### DATA
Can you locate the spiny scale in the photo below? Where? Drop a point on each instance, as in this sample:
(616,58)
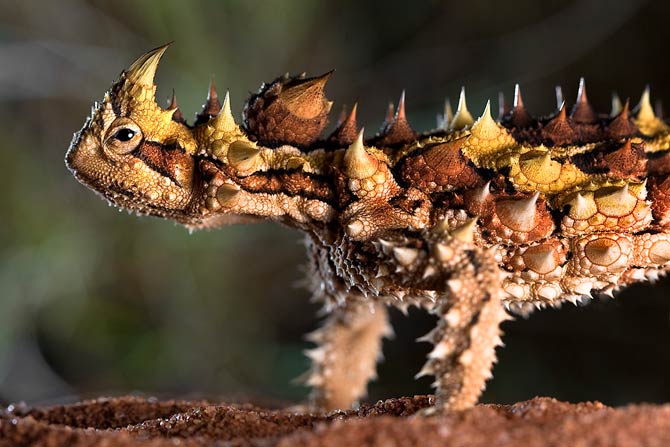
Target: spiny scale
(466,220)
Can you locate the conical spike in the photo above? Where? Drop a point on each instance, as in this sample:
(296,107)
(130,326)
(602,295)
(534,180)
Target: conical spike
(466,232)
(502,106)
(397,131)
(518,99)
(224,120)
(559,130)
(400,111)
(305,98)
(143,70)
(448,113)
(212,105)
(616,105)
(176,114)
(518,117)
(486,128)
(559,97)
(463,117)
(621,126)
(582,112)
(347,129)
(645,112)
(390,113)
(358,164)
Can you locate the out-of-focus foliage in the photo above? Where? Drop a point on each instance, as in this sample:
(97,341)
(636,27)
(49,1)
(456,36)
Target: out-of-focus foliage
(93,301)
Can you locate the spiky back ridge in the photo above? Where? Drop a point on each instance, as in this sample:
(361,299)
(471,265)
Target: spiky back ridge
(573,202)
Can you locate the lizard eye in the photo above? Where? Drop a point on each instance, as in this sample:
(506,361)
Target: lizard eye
(124,136)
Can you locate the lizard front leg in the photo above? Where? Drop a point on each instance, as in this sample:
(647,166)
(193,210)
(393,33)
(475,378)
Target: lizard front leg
(348,346)
(467,333)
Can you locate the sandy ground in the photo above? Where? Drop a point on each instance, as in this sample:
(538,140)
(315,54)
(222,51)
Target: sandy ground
(131,421)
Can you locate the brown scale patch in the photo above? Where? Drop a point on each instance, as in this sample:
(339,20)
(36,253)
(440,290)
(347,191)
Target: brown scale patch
(438,168)
(168,160)
(346,131)
(658,163)
(288,111)
(516,218)
(292,183)
(621,125)
(558,131)
(624,161)
(212,105)
(659,194)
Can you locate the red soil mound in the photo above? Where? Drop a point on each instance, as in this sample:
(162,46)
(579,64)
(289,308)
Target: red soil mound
(130,421)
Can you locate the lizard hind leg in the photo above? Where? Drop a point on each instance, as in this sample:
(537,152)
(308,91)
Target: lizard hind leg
(348,347)
(467,333)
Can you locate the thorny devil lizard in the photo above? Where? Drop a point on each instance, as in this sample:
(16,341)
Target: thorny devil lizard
(464,221)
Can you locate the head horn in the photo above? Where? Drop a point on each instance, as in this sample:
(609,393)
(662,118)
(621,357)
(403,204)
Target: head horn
(143,70)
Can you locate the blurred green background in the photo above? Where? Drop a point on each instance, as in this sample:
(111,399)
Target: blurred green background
(97,302)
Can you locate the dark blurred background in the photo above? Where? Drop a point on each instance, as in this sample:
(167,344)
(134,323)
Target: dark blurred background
(97,302)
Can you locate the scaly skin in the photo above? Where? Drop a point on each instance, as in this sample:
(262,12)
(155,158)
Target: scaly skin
(463,220)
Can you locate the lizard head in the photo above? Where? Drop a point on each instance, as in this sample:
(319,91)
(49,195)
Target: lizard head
(132,151)
(147,159)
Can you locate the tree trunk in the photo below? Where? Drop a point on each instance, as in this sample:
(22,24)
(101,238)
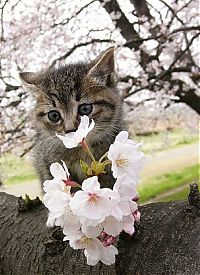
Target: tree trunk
(167,241)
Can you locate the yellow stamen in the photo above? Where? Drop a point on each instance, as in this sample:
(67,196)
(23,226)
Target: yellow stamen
(123,162)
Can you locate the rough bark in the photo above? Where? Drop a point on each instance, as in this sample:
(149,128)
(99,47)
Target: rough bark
(167,241)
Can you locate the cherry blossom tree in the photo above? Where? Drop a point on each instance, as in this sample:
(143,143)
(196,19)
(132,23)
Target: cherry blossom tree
(156,50)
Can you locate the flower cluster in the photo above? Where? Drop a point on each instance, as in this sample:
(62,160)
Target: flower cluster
(93,217)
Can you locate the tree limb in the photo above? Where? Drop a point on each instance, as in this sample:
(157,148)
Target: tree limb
(167,242)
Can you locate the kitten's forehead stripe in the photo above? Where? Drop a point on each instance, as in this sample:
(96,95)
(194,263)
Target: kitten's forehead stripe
(105,103)
(65,82)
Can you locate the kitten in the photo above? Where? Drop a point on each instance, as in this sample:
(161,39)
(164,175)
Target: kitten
(63,95)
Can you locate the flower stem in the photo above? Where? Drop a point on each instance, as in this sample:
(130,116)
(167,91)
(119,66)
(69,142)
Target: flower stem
(104,156)
(106,162)
(87,149)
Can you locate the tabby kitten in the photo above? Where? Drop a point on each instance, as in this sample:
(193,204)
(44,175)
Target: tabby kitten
(65,94)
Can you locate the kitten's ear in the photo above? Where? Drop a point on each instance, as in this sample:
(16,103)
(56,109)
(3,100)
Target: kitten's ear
(103,68)
(31,80)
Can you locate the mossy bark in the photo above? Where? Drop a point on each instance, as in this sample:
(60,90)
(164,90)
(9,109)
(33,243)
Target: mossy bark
(167,242)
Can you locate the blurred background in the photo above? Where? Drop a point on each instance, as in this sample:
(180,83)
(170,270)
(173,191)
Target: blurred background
(157,63)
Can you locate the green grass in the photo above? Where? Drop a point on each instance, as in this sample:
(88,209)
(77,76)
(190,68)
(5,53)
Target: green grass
(165,140)
(161,184)
(16,170)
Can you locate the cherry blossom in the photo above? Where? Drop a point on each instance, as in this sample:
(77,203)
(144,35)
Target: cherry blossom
(73,139)
(126,157)
(93,202)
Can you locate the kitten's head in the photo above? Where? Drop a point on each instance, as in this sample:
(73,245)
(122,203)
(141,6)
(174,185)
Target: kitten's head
(66,93)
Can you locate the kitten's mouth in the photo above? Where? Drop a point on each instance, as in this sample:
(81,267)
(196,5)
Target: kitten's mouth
(70,131)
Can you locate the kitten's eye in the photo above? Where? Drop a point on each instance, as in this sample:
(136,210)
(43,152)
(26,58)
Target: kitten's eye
(85,109)
(54,116)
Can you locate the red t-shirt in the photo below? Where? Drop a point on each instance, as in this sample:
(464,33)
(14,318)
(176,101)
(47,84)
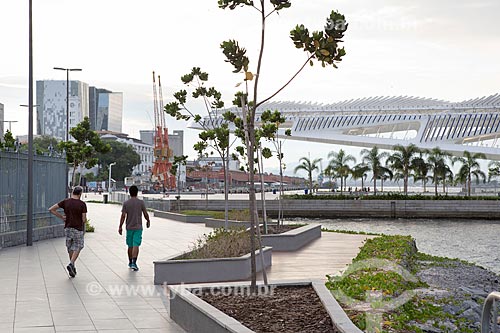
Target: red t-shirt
(73,209)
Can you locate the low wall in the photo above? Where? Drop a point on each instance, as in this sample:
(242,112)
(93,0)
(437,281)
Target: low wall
(19,237)
(172,271)
(294,239)
(157,204)
(181,217)
(469,209)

### WHAT THE TASK REQUIRES
Leaving out every picture, transcribe exactly the lines from the line that contains "Can you locate the kitten's head" through the final line of the entries above.

### EXERCISE ANSWER
Can you locate the kitten's head in the photo above? Where? Drop a point on each instance, as in this sample:
(73,245)
(122,203)
(141,6)
(174,185)
Target: kitten's head
(66,93)
Can you locate the kitten's mouth in the photo above? Where? Drop a point on each instance, as in this sample:
(81,267)
(196,5)
Target: kitten's mouth
(70,131)
Can you locate the kitten's eye in the photo above? Where? Drop a point on each instance, as in this sample:
(136,210)
(43,152)
(26,58)
Target: kitten's eye
(85,109)
(54,116)
Can you locate the red t-shirt in the photo below? Where? Drop a point on each instance, as in this sample:
(464,33)
(14,318)
(176,101)
(47,84)
Target: red t-shirt
(73,209)
Can you locate the low wall in the photo above? Where? Drop a point on each instance, as in this sample:
(242,112)
(93,0)
(437,281)
Target: low wall
(19,237)
(172,271)
(294,239)
(157,204)
(181,217)
(469,209)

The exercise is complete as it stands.